[Dataset entries]
════════════════
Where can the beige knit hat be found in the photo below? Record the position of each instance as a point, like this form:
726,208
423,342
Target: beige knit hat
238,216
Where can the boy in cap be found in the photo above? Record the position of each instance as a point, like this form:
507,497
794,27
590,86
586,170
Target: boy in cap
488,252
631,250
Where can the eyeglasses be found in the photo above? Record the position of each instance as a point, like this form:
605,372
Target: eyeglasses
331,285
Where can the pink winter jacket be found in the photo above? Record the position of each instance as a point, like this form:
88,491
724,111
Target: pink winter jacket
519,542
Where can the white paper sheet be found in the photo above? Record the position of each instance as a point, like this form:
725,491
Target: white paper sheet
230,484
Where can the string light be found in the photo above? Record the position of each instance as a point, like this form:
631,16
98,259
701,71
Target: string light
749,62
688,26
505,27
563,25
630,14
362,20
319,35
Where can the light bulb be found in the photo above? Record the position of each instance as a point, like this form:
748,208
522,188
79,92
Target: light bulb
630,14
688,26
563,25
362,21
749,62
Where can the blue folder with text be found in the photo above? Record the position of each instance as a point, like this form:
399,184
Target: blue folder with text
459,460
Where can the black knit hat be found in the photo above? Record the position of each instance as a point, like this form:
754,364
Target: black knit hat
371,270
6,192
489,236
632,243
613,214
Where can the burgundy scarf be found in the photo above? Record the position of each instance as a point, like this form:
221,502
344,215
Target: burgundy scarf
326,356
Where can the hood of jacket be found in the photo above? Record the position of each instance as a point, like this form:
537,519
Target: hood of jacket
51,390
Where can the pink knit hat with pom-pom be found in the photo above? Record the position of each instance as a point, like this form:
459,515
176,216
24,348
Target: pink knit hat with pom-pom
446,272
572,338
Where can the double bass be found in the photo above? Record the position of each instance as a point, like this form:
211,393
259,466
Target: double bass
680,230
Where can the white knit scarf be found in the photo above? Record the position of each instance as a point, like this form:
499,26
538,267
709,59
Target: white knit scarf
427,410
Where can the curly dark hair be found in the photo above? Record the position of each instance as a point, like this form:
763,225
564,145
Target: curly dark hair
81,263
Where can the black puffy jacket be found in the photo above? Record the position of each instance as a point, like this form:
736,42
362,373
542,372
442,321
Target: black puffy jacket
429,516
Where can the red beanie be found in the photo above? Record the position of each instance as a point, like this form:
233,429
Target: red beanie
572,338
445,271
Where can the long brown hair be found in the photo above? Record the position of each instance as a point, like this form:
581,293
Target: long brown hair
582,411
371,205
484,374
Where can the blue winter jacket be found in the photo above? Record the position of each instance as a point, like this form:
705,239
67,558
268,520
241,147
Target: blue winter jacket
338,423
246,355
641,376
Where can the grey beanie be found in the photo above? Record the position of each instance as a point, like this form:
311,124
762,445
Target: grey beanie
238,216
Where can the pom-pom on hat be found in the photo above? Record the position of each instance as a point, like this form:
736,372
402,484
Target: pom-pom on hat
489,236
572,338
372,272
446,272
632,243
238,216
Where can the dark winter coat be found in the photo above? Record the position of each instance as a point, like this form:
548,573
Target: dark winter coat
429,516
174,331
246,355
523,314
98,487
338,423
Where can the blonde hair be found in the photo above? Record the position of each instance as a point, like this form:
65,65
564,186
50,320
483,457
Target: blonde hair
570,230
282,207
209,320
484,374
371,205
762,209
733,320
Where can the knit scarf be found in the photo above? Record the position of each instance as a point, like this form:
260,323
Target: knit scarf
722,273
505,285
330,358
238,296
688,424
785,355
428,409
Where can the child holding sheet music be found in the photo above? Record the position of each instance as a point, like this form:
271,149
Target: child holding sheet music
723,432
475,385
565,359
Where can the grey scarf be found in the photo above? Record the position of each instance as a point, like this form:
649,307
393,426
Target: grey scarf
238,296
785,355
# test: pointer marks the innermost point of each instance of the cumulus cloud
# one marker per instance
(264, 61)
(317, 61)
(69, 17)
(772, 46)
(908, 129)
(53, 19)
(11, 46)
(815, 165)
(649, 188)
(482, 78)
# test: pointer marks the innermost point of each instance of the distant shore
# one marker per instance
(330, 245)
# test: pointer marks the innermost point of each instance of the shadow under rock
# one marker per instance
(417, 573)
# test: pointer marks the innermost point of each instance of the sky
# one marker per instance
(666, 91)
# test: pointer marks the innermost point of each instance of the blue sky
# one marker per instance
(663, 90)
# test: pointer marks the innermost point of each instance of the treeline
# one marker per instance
════════════════
* [REQUIRED WORK]
Please count the lines of the entries above that include "innermost" and give only the total.

* [TASK OUTPUT]
6